Sayfa:

Dünya küçüldükçe insan içinde kayboluyor.
Bilgi çoğaldıkça dünya küçülüyor. Küçülen dünya içinde insan devleşip kayboluyor.
Batılılar teknolojik gelişmeyle dünyayı küçültüp, insanı büyültüp dünyaya sığmaz ettiler ama küçülen dünya da büyüyen insanı, insan edemediler.
İnsanı zenginleşip her şeye sahip olup rahat yaşamasını sağladılar ama dünya ya huzur getirip, barışını sağlayıp insanı mutlu etmeyi başaramadılar.
Batılılar demokrasiyle demokratikleşip medenileşerek kendilerini yönetmeyi başardılar. Ama dünyayı aynı demokrasiyle yönetip demokratikleştirip medenileştirme de aynı başarıyı daha henüz gösteremediler.
Bütün çabaları bu yönde olmasına karşın, daha henüz zaman çok erken ama çok geç değil. Çünkü bilgiyle küçülen köyde herkes çok çabuk büyüyüp gelişiyor.
Bu gelişme onları korkutup ürkütüyor olsa da yine onlar bu gelişmenin gerekli olduğuna inanıp yola devam ediyorlar. Ama her olumlu gelişmeye rağmen, yine de hep panikteler. Çünkü güvensizler onun içinde gördükleri her olumsuz düş onlara kâbus yaşıyor. Bu da onları huzursuz edip mutsuz yaşatıyor.

Sağlanan bilgiler:
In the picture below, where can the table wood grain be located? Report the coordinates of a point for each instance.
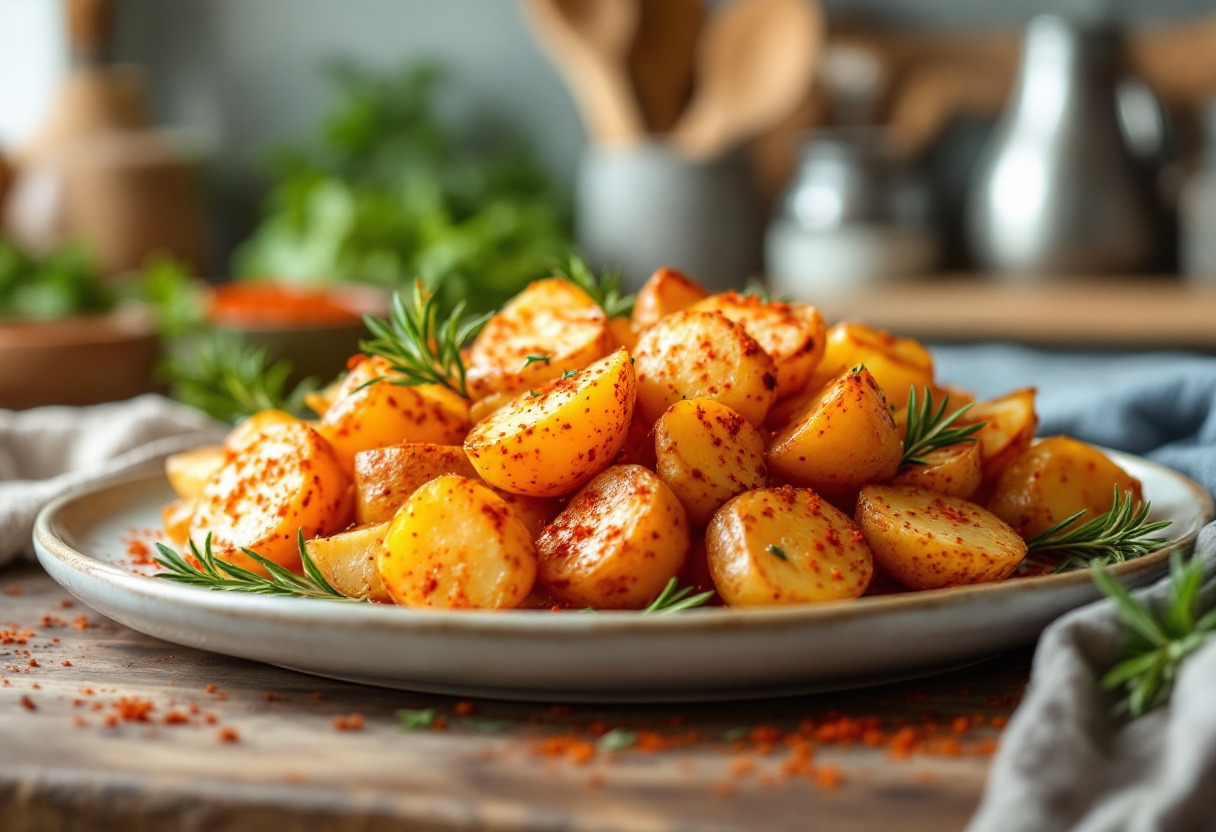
(290, 768)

Verilen görev 1: Sayfaya göre Batılılar kendilerini yönetmeyi neyle başardı?
Verilen görev 2: Küçülen dünya ve insan üzerine olan yazıyı kaldığı yerden sürdürün.
Materyale başvurmanız gerekmiyor.

Çıktı 1: Demokrasiyle demokratikleşip medenileşerek.

Çıktı 2:
Dünya da huzur bulup mutlu yaşamanın tek çaresinin bütün dünyayı kendilerine benzetip, kendilerine benzettikleri insanlarla dünya da daha çok güvenilirlik içinde daha uzun süreli, daha rahat bir hayat yaşamayı sağlamayı düşünüyorlar.
Yoksa bütün bu dünya için yapıp ettikleri tüm gelişmelerin sonunun boşa çıkacağından kaygılılar. Onun için batı, bütün bu büyüyüp gelişmesini şayet kültürel bazda da bütün dünyayı kendine benzetmek için dönüştürüp değiştirebilirse bu güne kadar dünyanın en büyük başarısına imza atmış olacak. Çünkü ekonomik ve teknolojik gücüne birde kültürel gücünü kattığında dünyanın tek sahibi, tek hâkimi olacaktır.
Şayet batı, benim düşündüğüm gibi kültürel alanda bütün dünyayı demokrasi yoluyla demokratlaştırıp medenileştirerek dönüştürüp değiştirip, özgürleştirerek insanca yaşayıp, gelişip büyümelerini sağlayıp kendilerine benzetebilirse işte o zaman dünyanın bu gelişimi onlar için büyük bir anlam kazanacak. O da batılılar için ikinci en büyük kazanım, en büyük ödül olacaktır.
Bu da batılılar için silahsız, barış içinde kazanılmış en büyük dünya savaşı kazanımı olacaktır.
En barışçıl yöntemlerle yapılan bu kültürel savaş sonucunda kan döküp düşman edinmeden bütün dünyayı, dönüştürüp değiştirip kendilerine benzetip kalıcı bir barışı bu şekilde sağlayabilirlerse işte o zaman etkisiz, tepkisiz, düşmansız bir dünyanın tek sahibi, tek hâkimi olarak her yerde onlar dolaşıp, onlar var olacaklar.
Batılılar bu yolda bu güne kadar birçok yöntem deneyip, yol alıp, yol kat etmelerine rağmen hala istedikleri hedefe ulaşamadıklarından demokratik olan olmayan, zor kolay her yolu kendilerince mubah sayıp yollarına devam ediyorlar.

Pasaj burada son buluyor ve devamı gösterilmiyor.